Your tasks:
[1] Echo the typecast thread word for word from "2. When do we" to "help. Appreciate it.".
[2] Summarize the typecast thread in two sentences.

Article:
---

Velocity Reviews > Newsgroups > Programming > C Programming > Typecast clarification

Reply
Thread Tools

Typecast clarification

 
 
syuga2012@gmail.com
Guest
Posts: n/a
 
      02-12-2009
Hi Folks,

To determine if a machine is little endian / big endian the foll. code
snippet is used...

int num = 1;

if( * (char *)&num == 1)
printf ("\n Little Endian");

else
printf("\n Big endian");

I needed a few clarifications regarding this.

1. Can we use void * instead of char * ?
2. When do we use void * and when char * ?
3. Does the above typecast convert an integer to a char (1 byte) in
memory?
For e.g if I used a variable ch, to store the result of the above
typecast

4. In general, when can we safely do typecasts ? Are such code
portable ?

Thanks a lot for your help. Appreciate it.

syuga
 
Reply With Quote
 
 
 
 
WANG Cong
Guest
Posts: n/a
 
      02-12-2009
http://www.velocityreviews.com/forums/(E-Mail Removed) wrote:

> Hi Folks,
>
> To determine if a machine is little endian / big endian the foll. code
> snippet is used...
>
> int num = 1;
>
> if( * (char *)&num == 1)
> printf ("\n Little Endian");
>
> else
> printf("\n Big endian");
>
> I needed a few clarifications regarding this.

---

Data extracted from a collection:
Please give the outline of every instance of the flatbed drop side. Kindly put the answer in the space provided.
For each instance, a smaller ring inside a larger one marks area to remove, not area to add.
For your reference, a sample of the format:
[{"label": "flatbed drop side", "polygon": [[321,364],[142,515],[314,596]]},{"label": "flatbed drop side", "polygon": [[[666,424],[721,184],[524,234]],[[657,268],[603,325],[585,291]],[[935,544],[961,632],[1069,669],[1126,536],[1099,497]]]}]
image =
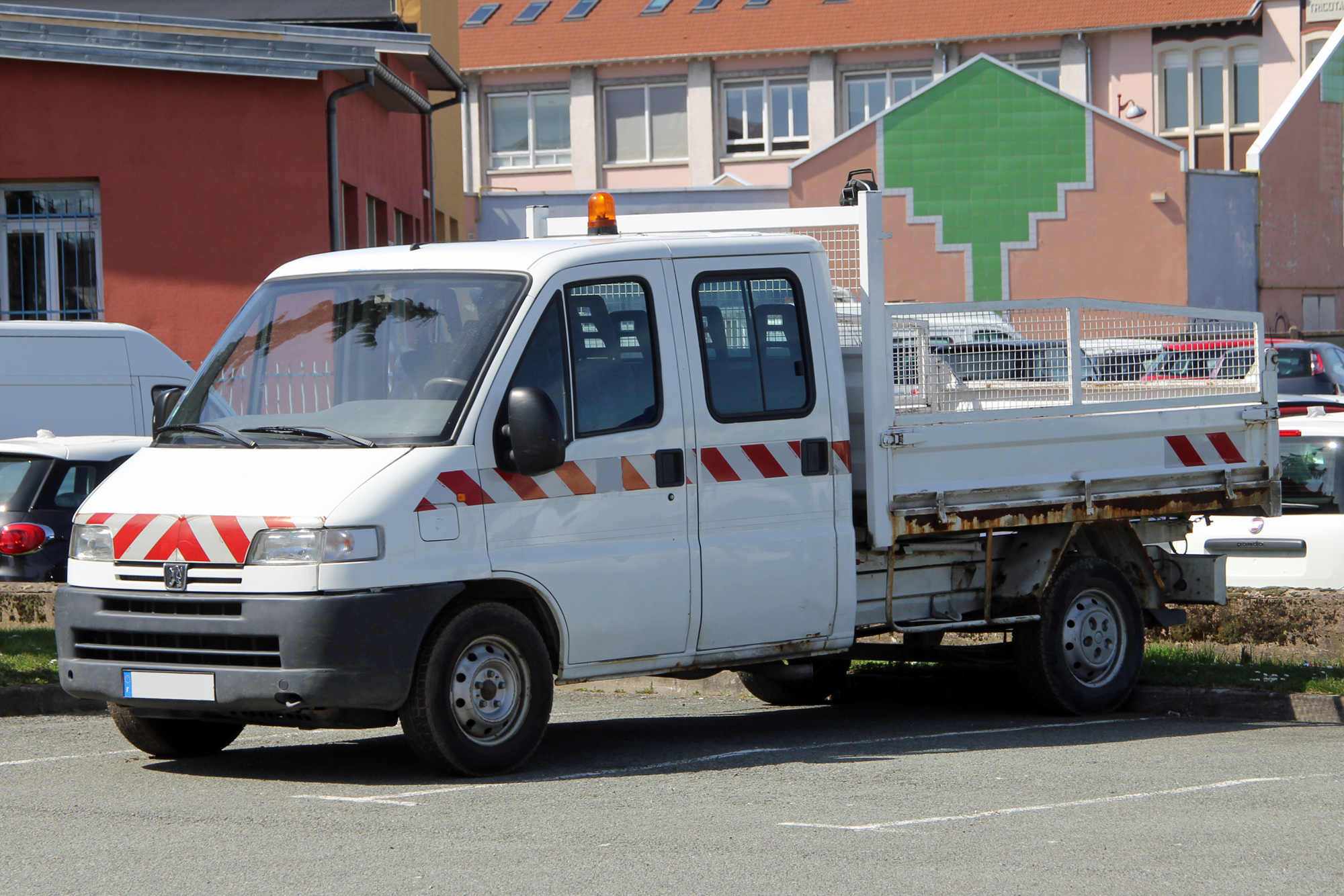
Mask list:
[{"label": "flatbed drop side", "polygon": [[[1047,709],[1103,712],[1145,626],[1226,599],[1222,557],[1172,549],[1188,519],[1278,513],[1258,314],[883,304],[874,195],[586,223],[267,278],[79,509],[63,686],[155,755],[401,721],[495,774],[552,682],[734,669],[820,703],[851,658],[978,630]],[[949,351],[986,312],[1021,339]],[[1208,333],[1251,369],[1098,360]]]}]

---

Full answers:
[1]
2. When do we use void * and when char * ?
3. Does the above typecast convert an integer to a char (1 byte) in
memory?
For e.g if I used a variable ch, to store the result of the above
typecast

4. In general, when can we safely do typecasts ? Are such code
portable ?

Thanks a lot for your help. Appreciate it.

[2] A poster shares a code snippet that decides whether a machine is little endian or big endian by casting the address of an int set to 1 to a char pointer and checking whether the value there equals 1. The poster then asks whether void * could be used instead of char *, when to use each, whether the cast converts the integer to a one-byte char in memory, and when typecasts are safe and portable.